_Selected text_

The arrests at Smithfield are the latest installment of a vindictive campaign launched by the government following immigrant rights protests last spring. More than 750 immigrants in Southern California were rounded up this month as part of “Operation Return to Sender,” a nationwide drive in which more than 13,000 people have been arrested since June, ostensibly for evading deportation orders or for having previously been deported for crimes committed in the U.S.
“Homeland Security” repression is also bearing down on unionized black workers. Late last year in Chicago, some 70 mostly black rail workers lost their jobs, many for supposedly violating new government guidelines barring ex-felons from holding such positions. As we wrote in “Protest ‘War on Terror’ Firing of Rail Workers!” (WV No. 884, 19 January): “The fight for the rights of workers, immigrants and black people will either go forward together—independent from and opposed to the capitalist class and its government—or fall back separately.”
The following is adapted from a forum given in Los Angeles on 16 September 2006 by Spartacist League Central Committee member Don Alexander.
* * *
Not a day passes without many horrible examples of the social barbarism inherent in this decaying, racist capitalist system. In the world arena, so-called civilized U.S. imperialism has been and is the outstanding example of imperialist rapacity, smugness, hypocrisy, torture and mass murder. In the U.S., the bipartisan “war against terror” is a war against immigrants, black people, the left and labor. It is no accident that following the nationwide immigrant rights protests last May, the capitalist government dispatched the National Guard to the Mexican border and also sent Guardsmen back to New Orleans. Not a mere coincidence. The racist capitalist ruling class has never missed a chance to play whites off against blacks, blacks and whites against immigrants, men against women, old against young, and vice versa.
The struggles against anti-immigrant chauvinism and for black freedom are intertwined. The key to unlocking the power of labor in the United States is the fight for black liberation, which can be a motor force for proletarian revolution. We say that the color bar in America, the special oppression of black people as an oppressed race-color caste, serves to obscure the division of society into irreconcilable classes and to keep the working class divided.
Today immigrants are 12 percent of the population, with about half coming from Mexico and Central America and the rest from Asia and Europe. In the 1950s, only 2.5 million immigrants arrived in the United States, with 60 percent coming from Europe or Canada, 25 percent from Latin America or the Caribbean and only 6 percent from Asia. By the 1980s, however, immigration to the U.S. had nearly tripled to 7.3 million people, only 12 percent of whom came from Europe or Canada, with 47 percent originating from Latin America and another 37 percent from Asia. During the 1990s, an additional ten million immigrants entered the country, exceeding the prior pace set in the previous decade by 37.7 percent. The vast majority came from Latin America and Asia.
Twenty years ago, the right-wing Republican Reagan administration introduced the Immigration Reform and Control Act. They came up with a “guest worker” program primarily serving the interests of huge agribusiness. But the Act legalized 2.3 million Mexican workers, who had to document at least five years of residence in the U.S. This meant that Hispanics—who had historically been concentrated in Texas, California and also Florida, with its large number of Cubans, Nicaraguans and others—could move elsewhere. During the 1990s, the Hispanic population increased by some 60 percent, rising from 22.4 million in 1990 to 35.3 million in 2000. By 2003, the new census counts confirmed that the Hispanic population surpassed black Americans as the nation’s largest minority.

_Items_
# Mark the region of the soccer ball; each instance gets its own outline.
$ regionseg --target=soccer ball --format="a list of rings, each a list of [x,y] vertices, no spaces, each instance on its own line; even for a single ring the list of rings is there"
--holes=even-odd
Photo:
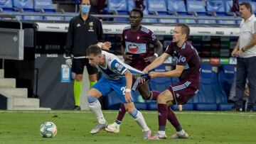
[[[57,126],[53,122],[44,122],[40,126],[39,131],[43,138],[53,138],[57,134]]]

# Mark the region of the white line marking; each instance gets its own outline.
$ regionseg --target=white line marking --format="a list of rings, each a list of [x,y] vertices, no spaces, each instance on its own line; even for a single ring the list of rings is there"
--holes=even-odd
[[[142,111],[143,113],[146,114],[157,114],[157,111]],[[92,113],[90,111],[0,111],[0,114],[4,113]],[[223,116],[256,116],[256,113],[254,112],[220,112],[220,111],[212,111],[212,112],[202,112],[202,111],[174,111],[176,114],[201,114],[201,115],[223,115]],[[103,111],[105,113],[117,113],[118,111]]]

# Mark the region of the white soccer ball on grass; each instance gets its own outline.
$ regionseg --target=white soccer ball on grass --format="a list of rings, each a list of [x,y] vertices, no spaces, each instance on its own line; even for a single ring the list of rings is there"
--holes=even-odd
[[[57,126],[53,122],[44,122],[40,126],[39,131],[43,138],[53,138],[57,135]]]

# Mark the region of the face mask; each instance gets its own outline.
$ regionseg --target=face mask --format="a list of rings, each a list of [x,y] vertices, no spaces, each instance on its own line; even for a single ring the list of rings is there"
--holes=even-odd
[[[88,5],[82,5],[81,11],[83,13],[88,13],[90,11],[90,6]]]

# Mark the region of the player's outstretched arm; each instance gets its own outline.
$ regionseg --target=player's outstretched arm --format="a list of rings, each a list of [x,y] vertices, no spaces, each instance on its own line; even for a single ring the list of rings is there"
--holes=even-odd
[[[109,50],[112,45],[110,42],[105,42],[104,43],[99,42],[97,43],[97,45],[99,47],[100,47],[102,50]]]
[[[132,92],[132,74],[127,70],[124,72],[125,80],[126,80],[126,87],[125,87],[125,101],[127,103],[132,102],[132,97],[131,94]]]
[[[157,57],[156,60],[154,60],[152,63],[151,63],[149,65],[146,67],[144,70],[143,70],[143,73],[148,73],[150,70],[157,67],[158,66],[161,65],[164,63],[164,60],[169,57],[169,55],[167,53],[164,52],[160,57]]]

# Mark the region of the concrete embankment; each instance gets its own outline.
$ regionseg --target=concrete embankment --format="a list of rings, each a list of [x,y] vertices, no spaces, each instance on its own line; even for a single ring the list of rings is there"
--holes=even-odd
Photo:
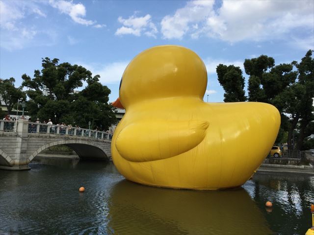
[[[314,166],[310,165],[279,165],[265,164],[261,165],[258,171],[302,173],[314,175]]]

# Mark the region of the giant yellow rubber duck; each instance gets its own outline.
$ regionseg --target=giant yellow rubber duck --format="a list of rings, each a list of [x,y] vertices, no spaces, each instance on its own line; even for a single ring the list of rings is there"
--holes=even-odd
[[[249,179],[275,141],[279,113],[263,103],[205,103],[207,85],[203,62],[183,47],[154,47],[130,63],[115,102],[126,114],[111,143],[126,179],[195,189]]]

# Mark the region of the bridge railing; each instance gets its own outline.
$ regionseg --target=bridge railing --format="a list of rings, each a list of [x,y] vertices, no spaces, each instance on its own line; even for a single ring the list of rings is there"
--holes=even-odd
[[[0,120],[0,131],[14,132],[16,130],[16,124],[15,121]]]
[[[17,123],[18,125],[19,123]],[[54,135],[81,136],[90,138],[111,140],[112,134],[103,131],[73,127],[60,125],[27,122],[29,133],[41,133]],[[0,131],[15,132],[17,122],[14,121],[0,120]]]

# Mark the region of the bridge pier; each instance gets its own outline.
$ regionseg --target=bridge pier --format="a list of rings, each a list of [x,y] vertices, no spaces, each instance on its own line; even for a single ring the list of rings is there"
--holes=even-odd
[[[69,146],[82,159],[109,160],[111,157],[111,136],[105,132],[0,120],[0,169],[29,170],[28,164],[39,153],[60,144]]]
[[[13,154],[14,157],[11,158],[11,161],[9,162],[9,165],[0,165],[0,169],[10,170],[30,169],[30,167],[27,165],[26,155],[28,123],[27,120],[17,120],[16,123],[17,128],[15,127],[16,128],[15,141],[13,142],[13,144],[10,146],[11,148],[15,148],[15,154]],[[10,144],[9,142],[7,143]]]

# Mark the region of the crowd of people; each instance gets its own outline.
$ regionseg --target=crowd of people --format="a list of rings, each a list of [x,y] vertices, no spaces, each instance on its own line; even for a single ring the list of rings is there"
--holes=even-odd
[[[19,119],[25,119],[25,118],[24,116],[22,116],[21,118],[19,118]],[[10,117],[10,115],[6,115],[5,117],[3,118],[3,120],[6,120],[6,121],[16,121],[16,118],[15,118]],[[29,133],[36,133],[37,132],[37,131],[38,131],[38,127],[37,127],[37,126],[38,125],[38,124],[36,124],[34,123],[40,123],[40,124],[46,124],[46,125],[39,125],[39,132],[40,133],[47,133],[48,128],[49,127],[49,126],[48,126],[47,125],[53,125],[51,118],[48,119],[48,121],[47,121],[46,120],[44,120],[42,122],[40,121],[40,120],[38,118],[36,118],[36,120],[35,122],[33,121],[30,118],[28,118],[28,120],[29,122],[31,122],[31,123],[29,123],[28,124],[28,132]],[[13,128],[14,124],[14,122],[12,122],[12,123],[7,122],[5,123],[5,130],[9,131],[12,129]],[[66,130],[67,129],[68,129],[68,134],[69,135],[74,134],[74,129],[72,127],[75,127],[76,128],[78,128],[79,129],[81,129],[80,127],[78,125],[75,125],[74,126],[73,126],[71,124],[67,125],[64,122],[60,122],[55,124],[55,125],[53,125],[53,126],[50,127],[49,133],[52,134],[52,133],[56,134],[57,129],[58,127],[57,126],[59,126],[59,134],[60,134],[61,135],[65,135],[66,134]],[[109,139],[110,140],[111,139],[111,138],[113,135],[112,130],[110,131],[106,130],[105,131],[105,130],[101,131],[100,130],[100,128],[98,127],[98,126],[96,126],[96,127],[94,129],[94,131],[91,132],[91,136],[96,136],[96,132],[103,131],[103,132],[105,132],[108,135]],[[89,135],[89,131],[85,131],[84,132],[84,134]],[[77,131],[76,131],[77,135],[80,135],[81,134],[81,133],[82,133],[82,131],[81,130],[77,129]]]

_Set tasks_
**A)** Please reproduce the stretch of the article on immigration and labor from "The struggles against" through "working class divided.".
**B)** In the article on immigration and labor, how many immigrants came to the United States during the 1980s?
The material stands apart from the article on immigration and labor.

_Solution list_
**A)**
The struggles against anti-immigrant chauvinism and for black freedom are intertwined. The key to unlocking the power of labor in the United States is the fight for black liberation, which can be a motor force for proletarian revolution. We say that the color bar in America, the special oppression of black people as an oppressed race-color caste, serves to obscure the division of society into irreconcilable classes and to keep the working class divided.

**B)** 7.3 million people.